**QUESTIONS ON THE MATERIAL**
• a. List every person named in the column below about Gene Norman's boxing club.
• b. In the column about Gene Norman's boxing club, by what date does the club have to find a new place?
• c. Carry on the column about Gene Norman's boxing club, starting after its final sentence.

**PAGE TEXT**
++++++++
(The Evansville Courier & Press published the following column by Dave Johnson on its website on August 20. Gene Norman is a retired member of BLE Division 246 in Evansville.)
EVANSVILLE, Ind. — Gene Norman may be on the ropes, but he isn’t down for the count.
The old boxer is still in there fighting. Fighting for his kids.
And he needs your help.
Since 1997, Norman has operated the West Side Boxing Club at 3712 Upper Mount Vernon Road. Werner Construction donates use of the building and pays the club’s utilities.
But that’s about to change.
Two weeks ago, the otherwise vacant building was sold. Which means the boxers will have to go.
“We’ve got until Aug. 30,” Norman said. “Then we have to find a new place.”
So far, he’s had no luck.
“We’ve talked to some people and put some feelers out, but nothing definite,” Norman said. “We’re in a real bind.”
He’s been in binds before, and he’s always managed to work out of them.
“When we started the club, we didn’t have anything,” said Norman, a retired locomotive engineer. Not even a ring.
“We held car washes and parked cars at the Fall Festival. Stanley Johnson, my coach at the time, and I put up some of our own money. Then we went out and knocked on doors.
“We raised enough money to buy the canvas and ropes, and we got some of the lumber donated. Then the Werners put it together for us.”
Bruce and Lisa Werner, who owned the two-story brick building “couldn’t have been any better to us,” Norman said. “They gave us the upstairs, gave me a key and paid for everything.”
Norman received more help last fall, when the club’s furnace broke down. Randy Weir, who owns a West Side heating and air conditioning company, donated and installed a new one.
“A lot of people have helped us over the years,” said Norman. “We couldn’t have made it with out them.”
Norman, 67, has been involved with boxing since he was a kid growing up on the West Side.
++++++++
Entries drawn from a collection
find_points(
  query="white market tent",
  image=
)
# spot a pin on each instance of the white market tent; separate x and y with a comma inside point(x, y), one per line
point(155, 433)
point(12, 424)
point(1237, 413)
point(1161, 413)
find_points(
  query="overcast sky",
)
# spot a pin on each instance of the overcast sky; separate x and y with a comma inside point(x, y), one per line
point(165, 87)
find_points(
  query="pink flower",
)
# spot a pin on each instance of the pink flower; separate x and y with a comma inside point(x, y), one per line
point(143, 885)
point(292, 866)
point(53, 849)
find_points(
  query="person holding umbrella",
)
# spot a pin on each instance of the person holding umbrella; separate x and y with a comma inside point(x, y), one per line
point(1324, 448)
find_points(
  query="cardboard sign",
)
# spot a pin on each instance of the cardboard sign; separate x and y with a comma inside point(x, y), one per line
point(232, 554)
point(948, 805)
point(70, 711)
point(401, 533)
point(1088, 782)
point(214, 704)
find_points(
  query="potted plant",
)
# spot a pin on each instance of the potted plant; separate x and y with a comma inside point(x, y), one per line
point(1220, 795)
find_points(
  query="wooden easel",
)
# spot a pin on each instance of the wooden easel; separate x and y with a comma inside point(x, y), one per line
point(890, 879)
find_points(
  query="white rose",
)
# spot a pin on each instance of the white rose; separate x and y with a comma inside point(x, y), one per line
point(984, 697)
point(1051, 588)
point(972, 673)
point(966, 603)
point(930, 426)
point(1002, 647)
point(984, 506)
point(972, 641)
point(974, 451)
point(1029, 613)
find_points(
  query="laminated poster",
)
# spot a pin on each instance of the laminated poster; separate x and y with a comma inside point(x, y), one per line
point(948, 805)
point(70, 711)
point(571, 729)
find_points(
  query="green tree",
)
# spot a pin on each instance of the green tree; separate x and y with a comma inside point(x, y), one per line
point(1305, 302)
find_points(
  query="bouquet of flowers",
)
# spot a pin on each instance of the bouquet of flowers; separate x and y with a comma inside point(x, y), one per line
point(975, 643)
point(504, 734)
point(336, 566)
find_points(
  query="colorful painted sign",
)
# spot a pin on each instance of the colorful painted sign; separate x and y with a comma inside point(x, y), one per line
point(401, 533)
++++++++
**PER-TASK OUTPUTS**
• a. Dave Johnson, Gene Norman, Stanley Johnson, Bruce Werner, Lisa Werner, Randy Weir

• b. Aug. 30

• c.
“Back then, the police department sponsored a league (and) the firefighters had a team. I boxed for Ed Mooney. He ran a car dealership on West Franklin Street and had a boxing club in the front of the building.”
He also boxed in the Navy. “I boxed all over the East – in Japan, in the Phillipines. Sometimes, we’d box on the ship. Or we’d go into a port and lay down a mat …”
When he left the Navy in 1956, Norman returned home, started raising a family and got into coaching youth baseball, basketball and boxing teams. He helped Dick Hildebrandt coach the Evansville Boxing Club at the C.K. Newsome Center. Then he decided to start his own club. Since the West Side Boxing Club opened in September, 1997, Norman estimates about 300 male and female fighters between the ages of 8 and 28 have passed through the doors. Several have won state championships.
They work out for two hours a night, three nights a week. Norman and Larry Williams, whose son is in the club, are the coaches.
“Sometimes we have 10, sometimes 12 and sometimes four,” Norman said. “We average 10 to 15 a night, but we could have 15 today and one tomorrow. They come and go, but we always have enough to stay open.”
The club is non-profit. I asked Norman what he gets out of it.
“I love working with the kids. It gives me something to do and it gives them some place to go. It keeps them off the street. And I’ll tell you this: We’ve never had one of them get in trouble yet.”
The only cost to the boxer is a $35 fee for insurance and $5 for hand wraps. “I buy mouthpieces by the gross and give them away,” said Norman.
Parents and grandparents often chip in, too, to help defray travel and other expenses and to buy “the necessities, like light bulbs and toilet paper.”
“The ring, the bags and the other equipment are already paid for,” Norman said. “So, really, we don’t need a lot of money” to stay in business.
But they do need a new home. If you can help, call Norman at (812) 491-0395 or Williams at 422-0074.
“I’d like to keep this going,” Norman said. “I’d sure hate to close her down.”